■ Problem requirements
Give back all the entries below. Omit none of them.
☆ ☆ ☆
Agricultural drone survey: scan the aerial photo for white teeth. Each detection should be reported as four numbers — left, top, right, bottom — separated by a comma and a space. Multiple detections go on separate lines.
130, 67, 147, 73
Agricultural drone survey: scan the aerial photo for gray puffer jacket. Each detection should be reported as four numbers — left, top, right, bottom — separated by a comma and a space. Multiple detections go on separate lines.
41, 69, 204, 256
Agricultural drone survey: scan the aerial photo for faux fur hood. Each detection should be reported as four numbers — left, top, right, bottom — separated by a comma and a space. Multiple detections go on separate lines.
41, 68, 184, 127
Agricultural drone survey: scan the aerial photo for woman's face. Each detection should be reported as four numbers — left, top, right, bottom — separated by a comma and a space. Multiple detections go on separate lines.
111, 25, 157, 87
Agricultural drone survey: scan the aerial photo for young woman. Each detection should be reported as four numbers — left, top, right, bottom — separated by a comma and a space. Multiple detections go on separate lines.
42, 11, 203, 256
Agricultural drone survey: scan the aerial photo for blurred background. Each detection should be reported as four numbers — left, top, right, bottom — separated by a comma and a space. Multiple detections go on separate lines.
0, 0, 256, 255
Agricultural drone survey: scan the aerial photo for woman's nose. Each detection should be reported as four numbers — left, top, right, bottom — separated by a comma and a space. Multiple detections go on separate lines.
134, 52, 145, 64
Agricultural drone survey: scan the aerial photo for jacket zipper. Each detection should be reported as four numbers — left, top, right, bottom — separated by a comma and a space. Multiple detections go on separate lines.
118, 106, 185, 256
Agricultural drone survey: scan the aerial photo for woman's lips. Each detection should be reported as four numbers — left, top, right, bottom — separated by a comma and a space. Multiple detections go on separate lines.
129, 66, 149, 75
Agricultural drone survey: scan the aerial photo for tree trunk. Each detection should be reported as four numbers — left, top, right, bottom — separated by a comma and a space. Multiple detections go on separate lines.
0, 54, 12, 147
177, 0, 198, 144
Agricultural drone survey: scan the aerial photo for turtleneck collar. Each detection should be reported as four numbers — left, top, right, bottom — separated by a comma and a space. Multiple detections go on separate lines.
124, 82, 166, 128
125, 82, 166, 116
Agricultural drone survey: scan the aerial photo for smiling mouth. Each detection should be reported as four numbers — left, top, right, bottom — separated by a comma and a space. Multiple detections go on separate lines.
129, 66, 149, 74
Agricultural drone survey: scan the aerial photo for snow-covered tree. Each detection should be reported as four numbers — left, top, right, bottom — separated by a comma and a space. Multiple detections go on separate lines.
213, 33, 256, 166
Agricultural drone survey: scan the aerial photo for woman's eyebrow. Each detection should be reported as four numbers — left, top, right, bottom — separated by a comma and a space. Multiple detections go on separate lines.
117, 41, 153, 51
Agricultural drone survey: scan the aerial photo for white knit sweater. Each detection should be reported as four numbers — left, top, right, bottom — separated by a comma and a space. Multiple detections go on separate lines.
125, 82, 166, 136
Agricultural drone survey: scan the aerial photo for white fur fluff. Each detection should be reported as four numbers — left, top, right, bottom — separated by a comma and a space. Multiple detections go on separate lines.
☆ ☆ ☆
■ Your solution
Agricultural drone survey: scan the aerial photo for white teeth. Each detection should be reported as four numbers — left, top, right, bottom — separated by a comma and a space. Multiple detections go on separate lines.
130, 67, 147, 73
Agricultural drone survey: scan the aerial photo for gray puffer jacket. Each detection should be reported as four numbers — left, top, right, bottom — separated by a comma and a space. Multiple detections go on separate lines.
41, 69, 204, 256
Agricultural drone survey: scan the aerial photo for faux fur hood. Each detection should be reported as four numbers — left, top, right, bottom — separated by a comma and a space. Multiple detections go on separate lines.
41, 68, 184, 127
Agricultural drone survey: scan the aerial photo for woman's face. Each detection should be reported as four numbers — left, top, right, bottom — separated by a comma and a space. Multiple detections go on separate lines.
111, 25, 157, 87
Agricultural drone survey: scan the aerial photo for young woman. Each detection should be reported as four numbers — left, top, right, bottom — separated by a comma and a space. Multiple detections go on separate lines.
42, 11, 203, 256
Agricultural drone survey: scan the aerial photo for blurred background. Each detection should be reported as four numbers — left, top, right, bottom — separated by a comma and a space. Multiple detections go on separate lines.
0, 0, 256, 255
Agricultural drone survey: scan the aerial photo for woman's nose. Each detection should be reported as four numbers — left, top, right, bottom — separated by a comma and a space. Multiple detections go on separate lines.
134, 52, 145, 64
Agricultural drone survey: scan the aerial photo for jacket zipper. Each detection should be reported as four numbers — left, top, right, bottom — separated by a comma and a space. Multiple detections go on separate lines.
118, 106, 185, 256
Agricultural drone survey: scan the aerial photo for woman's lips. Each detection should be reported as four numbers — left, top, right, bottom — separated by a comma and a space. Multiple detections go on separate lines.
129, 66, 149, 75
Agricultural drone survey: scan the aerial photo for tree trunk. Each detection should be reported as four numbers — left, top, right, bottom — separated by a comma and a space. Multiple detections go on separate lines.
0, 54, 12, 147
177, 0, 198, 144
Agricultural drone survey: scan the aerial photo for turtleneck collar. Each detection should be reported as four numbers — left, top, right, bottom — separated by a comma and a space. Multiple detections go on separate lines.
124, 82, 166, 128
125, 82, 166, 116
Agricultural drone survey: scan the aerial photo for smiling mouth. Each detection should be reported as four numbers — left, top, right, bottom — separated by a comma and a space. Multiple detections go on separate lines.
129, 66, 149, 74
Agricultural drone survey: scan the aerial photo for snow-covered tree. Each detection should be reported as four numbers — left, top, right, bottom — separated by a comma and a space. Multiple detections go on separate lines.
213, 33, 256, 166
Agricultural drone survey: scan the aerial photo for woman's eyebrow. Each detection should be reported as four numbers — left, top, right, bottom — separated by a comma and a space. Multiple detections go on separate lines.
117, 41, 153, 51
Agricultural drone survey: scan the aerial photo for white knit sweater. Each detection should be reported as four numbers — left, top, right, bottom — separated by a comma and a space. Multiple detections go on separate lines.
125, 82, 166, 136
Agricultural drone survey: scan the aerial photo for white fur fluff. Each detection should be reported as four numbers — left, top, right, bottom — separated by a comma and a space. Multiple detections go on separate lines.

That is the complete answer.